▶ _Task instructions_:
Copy the records below word for word, including the answers, and leave out the pictures.
** START OF Dataset records **
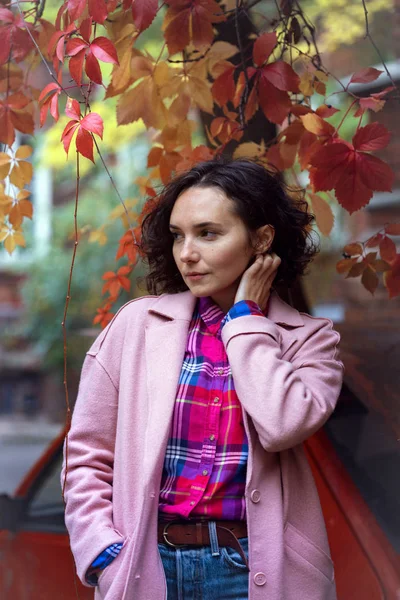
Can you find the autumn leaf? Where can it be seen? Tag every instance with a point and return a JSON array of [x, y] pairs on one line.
[[92, 123], [373, 136], [15, 113], [128, 246], [323, 214], [369, 279], [49, 99], [116, 281], [387, 249], [354, 175], [82, 51], [21, 208], [391, 278], [365, 75], [143, 12], [103, 316], [190, 21], [16, 43], [11, 238], [392, 229]]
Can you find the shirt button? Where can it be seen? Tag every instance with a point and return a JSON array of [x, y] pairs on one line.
[[260, 578]]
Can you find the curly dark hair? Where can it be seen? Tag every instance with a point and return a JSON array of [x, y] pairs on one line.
[[260, 197]]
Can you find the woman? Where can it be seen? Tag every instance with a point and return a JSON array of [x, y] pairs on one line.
[[186, 475]]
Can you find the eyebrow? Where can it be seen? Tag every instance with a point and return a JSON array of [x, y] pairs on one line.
[[199, 225]]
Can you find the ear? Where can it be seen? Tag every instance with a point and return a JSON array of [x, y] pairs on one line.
[[265, 236]]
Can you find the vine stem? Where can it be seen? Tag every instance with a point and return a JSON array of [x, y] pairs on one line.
[[40, 52], [63, 324]]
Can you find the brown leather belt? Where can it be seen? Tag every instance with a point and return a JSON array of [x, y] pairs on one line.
[[196, 533]]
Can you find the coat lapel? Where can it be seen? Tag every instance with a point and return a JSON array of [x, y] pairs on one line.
[[166, 334]]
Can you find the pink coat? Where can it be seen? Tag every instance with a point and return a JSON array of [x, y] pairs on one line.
[[287, 376]]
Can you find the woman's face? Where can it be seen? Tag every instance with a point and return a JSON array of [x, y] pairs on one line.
[[211, 244]]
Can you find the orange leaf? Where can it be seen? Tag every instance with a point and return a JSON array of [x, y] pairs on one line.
[[391, 278], [369, 279], [354, 249], [314, 124], [393, 229], [263, 47]]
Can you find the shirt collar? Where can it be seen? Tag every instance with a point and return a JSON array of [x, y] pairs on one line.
[[210, 312]]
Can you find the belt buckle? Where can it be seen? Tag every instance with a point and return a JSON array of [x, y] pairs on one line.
[[165, 534]]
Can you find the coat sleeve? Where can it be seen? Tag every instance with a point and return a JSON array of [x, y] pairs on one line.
[[88, 461], [287, 401]]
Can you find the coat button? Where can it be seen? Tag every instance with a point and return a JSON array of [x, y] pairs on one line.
[[260, 578]]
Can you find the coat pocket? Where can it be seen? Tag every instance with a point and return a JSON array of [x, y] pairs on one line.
[[308, 552]]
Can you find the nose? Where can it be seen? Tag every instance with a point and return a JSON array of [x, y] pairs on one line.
[[188, 252]]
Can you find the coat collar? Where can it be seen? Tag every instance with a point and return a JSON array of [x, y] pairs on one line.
[[180, 307]]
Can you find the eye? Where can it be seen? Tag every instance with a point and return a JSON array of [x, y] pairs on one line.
[[208, 234]]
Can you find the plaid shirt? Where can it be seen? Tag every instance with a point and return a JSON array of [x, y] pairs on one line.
[[204, 472]]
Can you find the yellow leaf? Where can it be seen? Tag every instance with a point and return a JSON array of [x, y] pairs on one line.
[[200, 92], [161, 74], [98, 236], [142, 102], [23, 152], [19, 210], [323, 214], [220, 51], [5, 162], [21, 173]]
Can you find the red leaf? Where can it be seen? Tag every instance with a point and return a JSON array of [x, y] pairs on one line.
[[370, 280], [282, 76], [143, 13], [98, 10], [50, 87], [86, 29], [76, 8], [104, 50], [326, 111], [94, 123], [92, 68], [375, 172], [76, 65], [68, 133], [393, 229], [72, 109], [263, 47], [373, 136], [84, 144], [74, 46], [387, 249], [274, 103], [365, 75], [223, 88], [54, 107], [328, 165], [392, 278]]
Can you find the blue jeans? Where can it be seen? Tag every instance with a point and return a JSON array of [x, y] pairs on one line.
[[205, 572]]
** END OF Dataset records **
▶ _Answer_:
Can you find the autumn leaf? Where can it be seen? Tag every instance with a point and return a JSON array of [x, y] pairs on one line.
[[92, 123], [373, 136], [15, 113], [128, 246], [323, 214], [369, 279], [49, 99], [116, 281], [387, 249], [354, 175], [82, 51], [21, 208], [391, 278], [365, 75], [143, 12], [103, 316], [190, 21], [16, 43], [11, 238], [392, 229]]
Can you find the shirt button? Where can it be seen? Tag every instance with a point and return a JSON array of [x, y] pairs on one line.
[[260, 578]]
Can you find the curly dark hair? Where can it be seen? Tag every instance with a point and return a JSON array of [x, y] pairs on one line.
[[260, 197]]
Can you find the woman? Where can it be seen? Tag every instance with a point and return a JSON array of [x, y] pairs on one line.
[[186, 475]]
Can you find the eyebrow? Where can it be seen? Tag every instance with a point and return a JSON array of [x, y] pairs on one line.
[[199, 225]]
Can you find the ear? Where can it be seen? Tag every instance with a point and return a JSON array of [x, y] pairs on one line.
[[265, 236]]
Can you find the vine stem? Where can it be seen? Tag every instance with a point and return a JSON array of [x, y] pairs on one line.
[[40, 52], [63, 324]]
Can you find the brown leather belt? Where can it be seen? Tag every instance with a point and return a JSON array of [x, y] pairs on one line.
[[196, 533]]
Can you find the coat lapel? Where can it be seen? Tag every instance with a point and return a JSON array of [x, y] pairs on one line.
[[166, 334]]
Can you find the pink coat? Where can it be seen? Tag every instance with a point and return a JSON array of [x, y] pairs on one line.
[[287, 376]]
Can you find the woman's face? Where can it be seen? Tag every instance with a point and return a JSON array of [x, y] pairs on one line.
[[211, 244]]
Can you find the orange leaf? Where can it be seen? Tag every instance with a point and return a JSON array of [x, y] pairs on one line.
[[391, 278], [369, 279], [354, 249], [314, 124], [393, 229], [263, 47]]
Can you find the shirt collar? Where can it be seen? Tag every instance with a point and return a JSON array of [x, y] pairs on one line.
[[210, 312]]
Can you find the belt buckle? Where can it be seen? Tag every instance with a point and return a JSON array of [x, y] pairs on one line.
[[165, 534]]
Can you find the coat sleeve? Where can it be seen? Tag every instance with a point and return a JSON array of [x, y] pairs on one line.
[[88, 461], [287, 401]]
Can you find the coat button? Where can it be seen? Tag every instance with a point and return a JSON array of [x, y] pairs on one line.
[[260, 578]]
Can you find the coat pocket? Where can it be seen? Tag every instance with a point and return a JSON array of [x, y] pairs on one line.
[[308, 552]]
Can you find the nose? Where can it be seen? Tag every instance with a point and return a JSON array of [x, y] pairs on one line.
[[188, 252]]
Can you find the coat collar? Where can it be seen? Tag every instance with a point and return a JSON array of [x, y] pairs on one line.
[[180, 307]]
Can you find the eye? Where can it be seen? Tag every instance with a point and return a JSON array of [x, y] pairs on one line.
[[208, 234]]
Can you find the plaid shirt? Where can it be seen? Tag every instance with a point and return a JSON array of [x, y] pairs on one line.
[[204, 472]]
Can you find the yellow leaf? Where can it be seen? Tag every instance with a point and return a JSON array of [x, y] pairs on one line.
[[200, 92], [161, 74], [98, 236], [142, 102], [23, 152], [19, 210], [323, 214], [220, 51], [5, 162], [21, 173]]
Can you find the red leaf? Where can it be seen? Tag every instance with a point and return a JSON array of [x, y] pairs on one line.
[[370, 280], [282, 76], [143, 13], [98, 10], [50, 87], [86, 29], [76, 8], [104, 50], [326, 111], [94, 123], [92, 68], [375, 172], [76, 65], [68, 133], [393, 229], [72, 109], [263, 47], [373, 136], [84, 144], [74, 46], [387, 249], [274, 103], [365, 75], [223, 88], [54, 107], [328, 165], [392, 278]]
Can you find the blue jeans? Where can it be seen? Tag every instance with a point and return a JSON array of [x, y] pairs on one line.
[[205, 572]]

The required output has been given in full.